* [WORK TO BE COMPLETED]: Repeat the whole listing below, word for word.

* [INPUT DATA]:
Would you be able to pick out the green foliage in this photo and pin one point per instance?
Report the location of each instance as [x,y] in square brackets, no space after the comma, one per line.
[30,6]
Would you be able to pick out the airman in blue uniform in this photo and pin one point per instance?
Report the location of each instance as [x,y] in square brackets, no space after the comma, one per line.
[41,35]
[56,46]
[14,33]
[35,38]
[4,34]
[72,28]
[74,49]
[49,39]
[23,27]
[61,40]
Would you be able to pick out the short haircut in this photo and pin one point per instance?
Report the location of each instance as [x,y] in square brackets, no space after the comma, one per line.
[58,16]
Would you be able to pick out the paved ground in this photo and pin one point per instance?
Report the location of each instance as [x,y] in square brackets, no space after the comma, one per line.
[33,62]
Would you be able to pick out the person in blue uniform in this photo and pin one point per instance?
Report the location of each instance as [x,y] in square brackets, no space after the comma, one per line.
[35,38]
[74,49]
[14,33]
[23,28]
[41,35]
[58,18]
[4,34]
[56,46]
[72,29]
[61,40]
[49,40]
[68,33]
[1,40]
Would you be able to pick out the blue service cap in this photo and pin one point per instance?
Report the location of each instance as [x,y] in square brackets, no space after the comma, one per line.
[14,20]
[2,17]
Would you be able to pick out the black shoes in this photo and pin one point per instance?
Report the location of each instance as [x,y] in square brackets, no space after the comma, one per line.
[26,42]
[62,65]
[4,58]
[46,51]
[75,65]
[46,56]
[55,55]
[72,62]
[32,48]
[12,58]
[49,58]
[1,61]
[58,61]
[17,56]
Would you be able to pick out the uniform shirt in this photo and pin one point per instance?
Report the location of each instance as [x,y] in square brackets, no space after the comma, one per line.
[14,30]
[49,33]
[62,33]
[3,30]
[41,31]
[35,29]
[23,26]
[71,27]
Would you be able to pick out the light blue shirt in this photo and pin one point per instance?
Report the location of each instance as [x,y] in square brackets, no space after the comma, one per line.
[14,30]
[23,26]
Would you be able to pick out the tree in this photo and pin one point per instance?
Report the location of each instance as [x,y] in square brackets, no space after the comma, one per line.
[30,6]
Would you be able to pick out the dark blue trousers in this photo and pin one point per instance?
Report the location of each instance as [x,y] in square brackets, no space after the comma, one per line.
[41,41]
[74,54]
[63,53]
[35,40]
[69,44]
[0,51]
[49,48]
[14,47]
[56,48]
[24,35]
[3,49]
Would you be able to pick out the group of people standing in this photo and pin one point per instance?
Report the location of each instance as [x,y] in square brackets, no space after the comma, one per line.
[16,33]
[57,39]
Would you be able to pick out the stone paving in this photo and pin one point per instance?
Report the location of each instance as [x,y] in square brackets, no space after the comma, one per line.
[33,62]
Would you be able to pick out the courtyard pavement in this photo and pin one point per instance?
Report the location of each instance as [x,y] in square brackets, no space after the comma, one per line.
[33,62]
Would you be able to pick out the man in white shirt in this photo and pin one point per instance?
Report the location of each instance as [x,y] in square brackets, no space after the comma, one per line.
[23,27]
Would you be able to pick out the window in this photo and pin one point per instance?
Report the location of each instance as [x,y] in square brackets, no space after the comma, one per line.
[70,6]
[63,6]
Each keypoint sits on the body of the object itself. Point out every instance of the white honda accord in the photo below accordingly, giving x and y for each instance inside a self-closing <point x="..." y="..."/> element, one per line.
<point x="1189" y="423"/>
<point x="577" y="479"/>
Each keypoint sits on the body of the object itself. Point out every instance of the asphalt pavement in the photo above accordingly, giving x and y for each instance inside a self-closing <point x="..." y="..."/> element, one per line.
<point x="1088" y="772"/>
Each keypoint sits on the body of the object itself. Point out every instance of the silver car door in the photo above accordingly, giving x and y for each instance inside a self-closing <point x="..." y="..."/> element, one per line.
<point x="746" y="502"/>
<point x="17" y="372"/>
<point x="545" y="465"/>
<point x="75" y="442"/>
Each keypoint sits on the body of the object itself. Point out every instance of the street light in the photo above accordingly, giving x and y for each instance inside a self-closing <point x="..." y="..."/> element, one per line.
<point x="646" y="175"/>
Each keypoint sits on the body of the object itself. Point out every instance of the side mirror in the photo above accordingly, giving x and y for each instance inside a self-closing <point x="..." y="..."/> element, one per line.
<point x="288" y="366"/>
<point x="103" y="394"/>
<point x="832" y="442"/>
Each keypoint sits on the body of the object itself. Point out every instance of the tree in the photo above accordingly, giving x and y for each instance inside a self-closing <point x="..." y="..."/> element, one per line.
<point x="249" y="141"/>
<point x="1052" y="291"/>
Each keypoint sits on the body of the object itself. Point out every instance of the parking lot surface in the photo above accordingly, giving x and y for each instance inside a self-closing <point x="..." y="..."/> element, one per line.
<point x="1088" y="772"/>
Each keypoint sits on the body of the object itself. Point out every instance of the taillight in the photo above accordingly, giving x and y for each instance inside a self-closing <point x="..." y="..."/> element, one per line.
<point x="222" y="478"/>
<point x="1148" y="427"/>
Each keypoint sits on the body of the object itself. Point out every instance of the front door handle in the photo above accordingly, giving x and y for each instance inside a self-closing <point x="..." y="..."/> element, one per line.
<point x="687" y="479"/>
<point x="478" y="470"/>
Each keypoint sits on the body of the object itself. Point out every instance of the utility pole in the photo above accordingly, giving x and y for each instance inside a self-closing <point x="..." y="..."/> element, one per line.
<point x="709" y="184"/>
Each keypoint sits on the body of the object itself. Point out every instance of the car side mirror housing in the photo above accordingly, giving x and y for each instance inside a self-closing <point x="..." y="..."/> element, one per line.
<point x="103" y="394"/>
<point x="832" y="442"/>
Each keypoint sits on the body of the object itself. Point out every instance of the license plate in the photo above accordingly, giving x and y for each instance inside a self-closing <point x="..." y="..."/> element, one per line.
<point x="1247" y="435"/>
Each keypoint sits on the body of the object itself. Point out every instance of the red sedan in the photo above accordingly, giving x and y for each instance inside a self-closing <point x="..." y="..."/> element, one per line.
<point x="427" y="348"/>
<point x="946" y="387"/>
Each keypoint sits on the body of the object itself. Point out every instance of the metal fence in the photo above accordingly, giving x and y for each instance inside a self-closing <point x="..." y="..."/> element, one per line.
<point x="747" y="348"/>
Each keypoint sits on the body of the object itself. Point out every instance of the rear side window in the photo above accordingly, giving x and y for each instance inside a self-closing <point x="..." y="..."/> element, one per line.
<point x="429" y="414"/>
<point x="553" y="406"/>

* [FULL ANSWER]:
Would you be able to pick out the green foliage in this photo and pin one point per instance?
Report the location of each instance as [x,y] in square brackets, no space after the comma, one per line.
[30,6]
Would you be able to pick out the airman in blue uniform in this photo and pin one point per instance?
Report the location of each instance as [x,y] in square brackets, no space after the comma, one per line.
[41,35]
[56,46]
[14,33]
[35,38]
[4,34]
[72,28]
[74,49]
[49,39]
[23,27]
[61,40]
Would you be able to pick out the short haircut in this photo and pin one point per instance?
Report the location of each instance as [x,y] in square brackets, no space after the comma, one per line.
[58,16]
Would you be able to pick out the paved ground in this photo and pin one point per instance?
Report the location of each instance as [x,y] in square brackets, no space after the comma, one per line.
[33,62]
Would you be able to pick out the person in blue uniform in this photo and pin one point per instance?
Report the location of each instance as [x,y] in square brackets, no space after the comma, one per line.
[35,38]
[74,49]
[14,33]
[23,28]
[41,35]
[58,18]
[4,34]
[56,46]
[72,29]
[61,40]
[49,40]
[68,33]
[1,40]
Would you be able to pick out the blue service cap in this photo and pin one point per instance?
Report the location of each instance as [x,y] in square brackets, no space after the comma, one per line.
[14,20]
[2,17]
Would you be able to pick out the black shoes in this photo and pin one point per instance?
Report the location of each instance as [x,y] in square brackets, no space after the comma, one per line.
[26,42]
[62,65]
[4,58]
[46,51]
[75,65]
[46,56]
[55,55]
[72,62]
[32,48]
[12,58]
[49,58]
[1,61]
[58,61]
[17,56]
Would you be able to pick out the uniform shirt in this photo and pin one point per instance?
Report the location of each instance as [x,y] in square brackets, no space after the comma, one per line.
[14,30]
[49,33]
[62,33]
[3,30]
[41,31]
[35,29]
[23,26]
[71,27]
Would you be able to pick out the light blue shirt in this photo and pin one point per instance?
Report the location of each instance as [x,y] in square brackets, no space after the comma, one per line.
[14,30]
[23,26]
Would you be able to pick out the tree in this photo and pin one point per instance?
Report the location of each instance as [x,y] in square brackets, no space after the comma, one per line.
[30,6]
Would you be able to pick out the dark blue trousers in this photo and pin one point per instance?
Report the location of each instance as [x,y] in square brackets, no space after the comma, one per line.
[41,41]
[74,54]
[63,53]
[35,40]
[69,44]
[0,51]
[49,48]
[14,47]
[56,48]
[24,35]
[3,49]
Would you be able to pick out the group of people standing in this photo and pin one point per instance?
Report the location of each instance as [x,y] in square brackets, no space after the comma, one per line.
[16,33]
[57,39]
Would you be able to pick out the stone paving in this photo and pin one point per instance?
Report the location of each instance as [x,y] in square brackets, no space after the comma, one per line.
[33,62]
Would you be able to pick out the courtyard pavement in this photo and pin one point per instance?
Report the location of each instance as [x,y] in square brackets, no space after the comma, one per line.
[33,62]
Would you be able to pick out the man in white shirt in this photo and pin one point per instance?
Report the location of each instance as [x,y] in square brackets, no space after the comma, one per line.
[23,27]
Would you be able to pick out the window in this photo and pin one point per instance?
Report the location of each instance as [x,y] in square brackets, no space after the comma, one per line.
[70,6]
[63,6]
Each keypoint sits on the body of the object itself. Point out every instance of the white honda accord in the photo below accordingly, giving x and y for each instance inside a self-closing <point x="..." y="..."/> element, one per line.
<point x="1189" y="423"/>
<point x="577" y="479"/>
Each keypoint sits on the body of the object itself. Point out every instance of the asphalt pavement in the photo above accordingly, giving x and y for each instance inside a self-closing <point x="..." y="..."/> element, one per line.
<point x="1088" y="772"/>
Each keypoint sits on the body of the object itself. Point out every instance of the silver car door in the photo above accordingly, giving x and y for each instance inside a self-closing <point x="..." y="..."/> element, one per line.
<point x="746" y="502"/>
<point x="17" y="372"/>
<point x="545" y="465"/>
<point x="75" y="442"/>
Each keypoint sits on the body of the object itself. Point out every instance of the street light in the photo above accordingly, giving x and y for each instance inside a self-closing <point x="..." y="..."/> element, one per line.
<point x="646" y="175"/>
Each keypoint sits on the body of the object itself. Point out every instance of the side mirror in the photo above accordingly, giving x and y for each instance inside a self-closing <point x="..." y="..."/> element, one per line.
<point x="288" y="366"/>
<point x="103" y="394"/>
<point x="832" y="442"/>
Each keypoint sits on the body of the object itself. Point out every instance of the tree in the photo above accordingly, giving x and y for each instance inside a self-closing <point x="..." y="..."/> element, one per line.
<point x="249" y="141"/>
<point x="1052" y="291"/>
Each keypoint sits on the body of the object itself. Point out every instance of the parking lot surface in the photo above accordingly, giving x and y for each instance inside a self-closing <point x="..." y="..."/> element, one per line.
<point x="1088" y="772"/>
Each keypoint sits on the body of the object itself. Point out every instance of the taillight in the photo above accordingly, giving x and y for each instance inside a self-closing <point x="..." y="..."/> element, one per line.
<point x="222" y="478"/>
<point x="1148" y="427"/>
Each keypoint sits on the body of the object itself. Point out every instance of the front door handle in the photo above accordingly, giving x and y for each instance inside a self-closing <point x="..." y="..."/> element, one per line.
<point x="687" y="479"/>
<point x="478" y="470"/>
Each keypoint sits on the body of the object itself. Point out every instance of the utility pole in the photo above accordingly, giving x and y for each instance inside a self-closing <point x="..." y="..."/> element, one per line.
<point x="709" y="184"/>
Each keypoint sits on the body of the object itself. Point out every instance of the car side mirror housing in the photo above accordingly, giving x and y for each instance inside a self-closing <point x="..." y="..."/> element, one per line.
<point x="103" y="394"/>
<point x="832" y="442"/>
Each keypoint sits on the body of the object itself. Point out every instance of the license plate in the photo above accordingly, giving x and y for each instance inside a self-closing <point x="..." y="..."/> element, one per line.
<point x="1247" y="435"/>
Each keypoint sits on the body of the object itself. Point out every instance of the red sedan in the photo above accordingly, giving x and y for each instance inside a self-closing <point x="..." y="..."/> element, one per line.
<point x="427" y="348"/>
<point x="946" y="387"/>
Each keypoint sits on the body of the object itself. Point out every instance of the metal fence in the photo above accordingly, giving x and y for each instance inside a self-closing <point x="..." y="..."/> element, one per line.
<point x="747" y="348"/>
Each keypoint sits on the body of the object itself. Point out every instance of the rear side window in the photo above accordingly, giving x and y for each instance inside a self-closing <point x="..." y="..."/> element, one per line.
<point x="429" y="414"/>
<point x="553" y="406"/>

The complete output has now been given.